▶ Work task: Give back exactly the lines from the one holding "Locate the derelict" to the last line of the entries, both included, and nothing more.

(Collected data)
+++

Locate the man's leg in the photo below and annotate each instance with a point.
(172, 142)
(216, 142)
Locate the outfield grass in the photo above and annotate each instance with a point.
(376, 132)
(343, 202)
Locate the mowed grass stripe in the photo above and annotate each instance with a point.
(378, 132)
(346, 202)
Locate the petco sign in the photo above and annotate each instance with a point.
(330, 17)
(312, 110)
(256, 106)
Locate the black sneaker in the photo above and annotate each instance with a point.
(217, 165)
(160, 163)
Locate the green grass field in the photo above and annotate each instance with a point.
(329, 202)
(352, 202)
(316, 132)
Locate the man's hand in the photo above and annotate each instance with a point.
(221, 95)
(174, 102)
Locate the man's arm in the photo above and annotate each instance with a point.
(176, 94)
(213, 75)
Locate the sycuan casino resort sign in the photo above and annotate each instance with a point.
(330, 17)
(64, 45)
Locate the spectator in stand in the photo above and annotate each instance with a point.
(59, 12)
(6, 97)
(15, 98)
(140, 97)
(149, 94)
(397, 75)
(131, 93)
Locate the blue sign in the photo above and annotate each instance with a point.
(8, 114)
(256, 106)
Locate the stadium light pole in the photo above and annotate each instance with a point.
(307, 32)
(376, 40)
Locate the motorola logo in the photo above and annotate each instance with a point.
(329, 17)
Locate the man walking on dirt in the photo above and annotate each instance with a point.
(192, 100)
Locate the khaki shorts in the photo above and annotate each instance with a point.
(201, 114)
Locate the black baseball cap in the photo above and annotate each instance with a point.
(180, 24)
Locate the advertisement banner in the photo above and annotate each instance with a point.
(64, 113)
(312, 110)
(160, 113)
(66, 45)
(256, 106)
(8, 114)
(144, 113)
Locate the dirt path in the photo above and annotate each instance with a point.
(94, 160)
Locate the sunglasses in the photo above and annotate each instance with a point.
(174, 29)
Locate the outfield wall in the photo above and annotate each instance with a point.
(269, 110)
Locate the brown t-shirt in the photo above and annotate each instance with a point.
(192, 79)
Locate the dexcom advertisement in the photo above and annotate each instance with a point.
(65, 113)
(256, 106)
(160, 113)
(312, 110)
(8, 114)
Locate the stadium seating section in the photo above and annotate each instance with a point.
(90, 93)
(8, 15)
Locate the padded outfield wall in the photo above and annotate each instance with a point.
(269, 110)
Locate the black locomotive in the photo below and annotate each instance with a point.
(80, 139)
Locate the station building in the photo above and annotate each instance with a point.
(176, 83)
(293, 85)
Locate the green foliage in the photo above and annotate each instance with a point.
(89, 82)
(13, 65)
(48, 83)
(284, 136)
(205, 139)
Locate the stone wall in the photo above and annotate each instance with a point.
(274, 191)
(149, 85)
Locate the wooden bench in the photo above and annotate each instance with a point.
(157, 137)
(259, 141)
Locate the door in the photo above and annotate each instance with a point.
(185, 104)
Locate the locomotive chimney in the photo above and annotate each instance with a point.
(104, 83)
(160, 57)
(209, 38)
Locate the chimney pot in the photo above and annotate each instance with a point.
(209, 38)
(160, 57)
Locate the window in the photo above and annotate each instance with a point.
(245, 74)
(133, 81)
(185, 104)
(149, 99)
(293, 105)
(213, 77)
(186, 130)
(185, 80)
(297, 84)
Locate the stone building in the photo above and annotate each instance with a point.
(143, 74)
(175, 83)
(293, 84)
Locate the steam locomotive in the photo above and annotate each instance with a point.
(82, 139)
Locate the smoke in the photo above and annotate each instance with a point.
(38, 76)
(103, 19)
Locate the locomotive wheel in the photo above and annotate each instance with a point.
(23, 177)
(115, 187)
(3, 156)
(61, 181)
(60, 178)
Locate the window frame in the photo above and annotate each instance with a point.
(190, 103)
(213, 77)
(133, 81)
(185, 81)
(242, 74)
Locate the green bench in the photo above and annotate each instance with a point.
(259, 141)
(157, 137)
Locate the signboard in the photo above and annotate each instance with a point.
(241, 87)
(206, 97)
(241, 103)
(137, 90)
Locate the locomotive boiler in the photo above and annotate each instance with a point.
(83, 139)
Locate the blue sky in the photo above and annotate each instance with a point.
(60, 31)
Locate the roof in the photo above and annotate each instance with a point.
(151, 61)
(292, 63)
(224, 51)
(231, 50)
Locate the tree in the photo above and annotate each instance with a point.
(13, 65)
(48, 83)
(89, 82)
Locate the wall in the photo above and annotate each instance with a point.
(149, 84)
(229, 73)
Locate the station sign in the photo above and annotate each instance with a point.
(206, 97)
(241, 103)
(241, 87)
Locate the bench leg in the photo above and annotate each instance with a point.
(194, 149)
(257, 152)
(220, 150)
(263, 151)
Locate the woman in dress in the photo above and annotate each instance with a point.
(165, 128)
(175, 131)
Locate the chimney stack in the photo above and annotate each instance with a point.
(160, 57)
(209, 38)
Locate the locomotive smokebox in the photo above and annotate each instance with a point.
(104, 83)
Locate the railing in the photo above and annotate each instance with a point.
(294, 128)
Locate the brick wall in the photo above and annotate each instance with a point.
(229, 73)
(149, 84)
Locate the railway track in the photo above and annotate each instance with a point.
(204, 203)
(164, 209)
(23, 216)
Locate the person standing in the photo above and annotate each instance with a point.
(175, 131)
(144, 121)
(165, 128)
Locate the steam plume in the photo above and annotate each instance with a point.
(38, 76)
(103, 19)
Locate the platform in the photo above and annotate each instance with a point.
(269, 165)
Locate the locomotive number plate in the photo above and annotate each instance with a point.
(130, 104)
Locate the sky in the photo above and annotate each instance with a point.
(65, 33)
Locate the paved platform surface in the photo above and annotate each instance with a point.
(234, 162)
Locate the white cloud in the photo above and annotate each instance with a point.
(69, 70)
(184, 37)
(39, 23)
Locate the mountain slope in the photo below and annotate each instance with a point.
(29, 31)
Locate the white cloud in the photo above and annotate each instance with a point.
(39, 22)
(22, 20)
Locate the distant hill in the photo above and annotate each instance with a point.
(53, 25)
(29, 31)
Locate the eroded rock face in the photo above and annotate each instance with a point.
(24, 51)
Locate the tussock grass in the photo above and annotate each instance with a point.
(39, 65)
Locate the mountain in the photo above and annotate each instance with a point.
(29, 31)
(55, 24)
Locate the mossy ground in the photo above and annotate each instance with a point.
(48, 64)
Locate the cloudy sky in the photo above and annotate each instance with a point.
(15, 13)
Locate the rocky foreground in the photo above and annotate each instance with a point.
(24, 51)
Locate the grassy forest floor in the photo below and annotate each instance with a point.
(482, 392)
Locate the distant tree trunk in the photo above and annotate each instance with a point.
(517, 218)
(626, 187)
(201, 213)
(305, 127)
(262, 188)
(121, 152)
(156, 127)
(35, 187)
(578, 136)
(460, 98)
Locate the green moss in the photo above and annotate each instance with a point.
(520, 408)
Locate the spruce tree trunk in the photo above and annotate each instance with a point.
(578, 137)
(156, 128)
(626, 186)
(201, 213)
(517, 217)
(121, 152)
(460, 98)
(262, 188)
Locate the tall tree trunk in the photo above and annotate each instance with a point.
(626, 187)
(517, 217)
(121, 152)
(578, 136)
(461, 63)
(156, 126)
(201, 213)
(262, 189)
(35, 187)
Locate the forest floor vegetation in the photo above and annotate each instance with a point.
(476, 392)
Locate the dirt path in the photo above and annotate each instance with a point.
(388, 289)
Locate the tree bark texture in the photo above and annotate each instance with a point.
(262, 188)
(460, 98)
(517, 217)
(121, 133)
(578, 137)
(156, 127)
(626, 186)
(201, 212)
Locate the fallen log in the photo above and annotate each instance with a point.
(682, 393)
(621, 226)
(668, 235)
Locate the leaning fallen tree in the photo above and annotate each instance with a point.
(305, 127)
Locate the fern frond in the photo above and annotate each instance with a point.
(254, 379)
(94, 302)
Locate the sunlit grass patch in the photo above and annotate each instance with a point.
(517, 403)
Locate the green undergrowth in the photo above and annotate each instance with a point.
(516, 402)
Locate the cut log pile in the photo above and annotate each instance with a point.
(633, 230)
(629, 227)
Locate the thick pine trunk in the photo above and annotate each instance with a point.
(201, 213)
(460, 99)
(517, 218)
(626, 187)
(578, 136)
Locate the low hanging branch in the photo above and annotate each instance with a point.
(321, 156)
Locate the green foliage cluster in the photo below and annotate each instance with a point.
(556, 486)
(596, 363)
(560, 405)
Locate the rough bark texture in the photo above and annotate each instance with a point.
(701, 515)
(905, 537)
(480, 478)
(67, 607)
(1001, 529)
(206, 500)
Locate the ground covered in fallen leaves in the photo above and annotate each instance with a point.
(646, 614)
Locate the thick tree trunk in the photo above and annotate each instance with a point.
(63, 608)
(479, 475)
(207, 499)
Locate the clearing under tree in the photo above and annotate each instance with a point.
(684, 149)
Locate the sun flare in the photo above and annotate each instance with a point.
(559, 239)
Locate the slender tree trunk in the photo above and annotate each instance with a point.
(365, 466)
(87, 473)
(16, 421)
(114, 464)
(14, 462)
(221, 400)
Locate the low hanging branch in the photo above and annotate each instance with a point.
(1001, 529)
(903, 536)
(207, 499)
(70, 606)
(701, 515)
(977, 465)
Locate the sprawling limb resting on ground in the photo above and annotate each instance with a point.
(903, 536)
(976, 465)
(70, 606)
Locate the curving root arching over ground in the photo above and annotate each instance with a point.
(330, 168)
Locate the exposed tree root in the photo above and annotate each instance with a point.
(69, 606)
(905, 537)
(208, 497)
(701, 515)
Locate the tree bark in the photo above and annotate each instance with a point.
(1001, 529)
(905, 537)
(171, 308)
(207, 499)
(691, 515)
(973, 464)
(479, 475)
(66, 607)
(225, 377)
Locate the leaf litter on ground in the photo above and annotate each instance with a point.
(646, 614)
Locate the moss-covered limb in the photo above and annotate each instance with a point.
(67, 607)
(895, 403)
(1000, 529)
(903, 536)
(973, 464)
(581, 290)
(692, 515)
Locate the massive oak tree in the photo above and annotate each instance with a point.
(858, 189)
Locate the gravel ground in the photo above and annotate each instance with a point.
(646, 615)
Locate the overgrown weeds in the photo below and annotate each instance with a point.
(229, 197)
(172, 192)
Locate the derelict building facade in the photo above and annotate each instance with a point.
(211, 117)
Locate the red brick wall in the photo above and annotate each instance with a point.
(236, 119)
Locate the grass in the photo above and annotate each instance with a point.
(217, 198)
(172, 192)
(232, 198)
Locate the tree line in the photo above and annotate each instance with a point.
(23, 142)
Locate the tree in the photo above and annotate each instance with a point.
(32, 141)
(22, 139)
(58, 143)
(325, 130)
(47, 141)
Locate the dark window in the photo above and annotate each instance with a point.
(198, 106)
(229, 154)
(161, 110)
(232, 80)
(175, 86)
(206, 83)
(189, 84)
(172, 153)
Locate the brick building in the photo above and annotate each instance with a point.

+++

▶ Task solution:
Locate the derelict building facade in the photo above and annotate each instance with a point.
(211, 117)
Locate the red brick wall in the photo above and annotate each instance with a point.
(236, 119)
Locate the grass in the photo above and annotate each instance with a point.
(217, 198)
(172, 192)
(232, 198)
Locate the tree line in the photo above and annotate each instance with a point.
(23, 142)
Locate the tree in the photo above and annotate each instance with a point.
(32, 141)
(22, 139)
(58, 143)
(325, 130)
(47, 141)
Locate the dark window in the photo above and annotate each instance with a point.
(198, 106)
(229, 154)
(161, 110)
(232, 80)
(175, 86)
(206, 83)
(189, 84)
(172, 153)
Locate the brick building in the photo above and annotate each instance with a point.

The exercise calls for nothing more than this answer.